[[ EXTRACTED RECORDS open ]]

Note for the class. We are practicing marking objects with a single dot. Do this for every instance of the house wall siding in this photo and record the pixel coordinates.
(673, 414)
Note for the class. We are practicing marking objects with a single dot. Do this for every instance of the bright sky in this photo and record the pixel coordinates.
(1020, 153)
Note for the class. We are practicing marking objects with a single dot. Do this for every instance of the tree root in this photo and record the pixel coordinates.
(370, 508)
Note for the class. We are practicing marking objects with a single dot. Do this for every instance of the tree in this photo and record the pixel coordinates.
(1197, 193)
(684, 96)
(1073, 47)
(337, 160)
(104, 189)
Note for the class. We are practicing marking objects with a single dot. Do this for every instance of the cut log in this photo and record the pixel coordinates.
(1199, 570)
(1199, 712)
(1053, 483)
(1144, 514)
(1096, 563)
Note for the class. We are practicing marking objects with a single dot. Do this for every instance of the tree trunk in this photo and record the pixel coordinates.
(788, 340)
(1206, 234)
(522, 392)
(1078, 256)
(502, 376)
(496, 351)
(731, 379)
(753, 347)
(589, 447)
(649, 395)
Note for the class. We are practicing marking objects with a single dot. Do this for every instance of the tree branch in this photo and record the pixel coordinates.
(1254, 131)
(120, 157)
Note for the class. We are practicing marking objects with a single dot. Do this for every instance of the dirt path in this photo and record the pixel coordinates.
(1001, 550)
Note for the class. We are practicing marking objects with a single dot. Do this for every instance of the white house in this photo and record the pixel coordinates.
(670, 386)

[[ EXTRACTED RECORDS closed ]]

_WHAT IS NEEDED_
Exactly the lines from the one containing "of the dirt" through the last line of the material above are to be returned, with nothing else.

_FINAL ANSWER_
Note for the class. We are practicing marking objects with a single dot. Do this for every instance of the dirt path in this photo and record the pixel coordinates.
(1001, 550)
Note for the class. We are practicing marking objects with a single dot. Do this for every instance of the white house in this photo and record the pixel coordinates.
(670, 386)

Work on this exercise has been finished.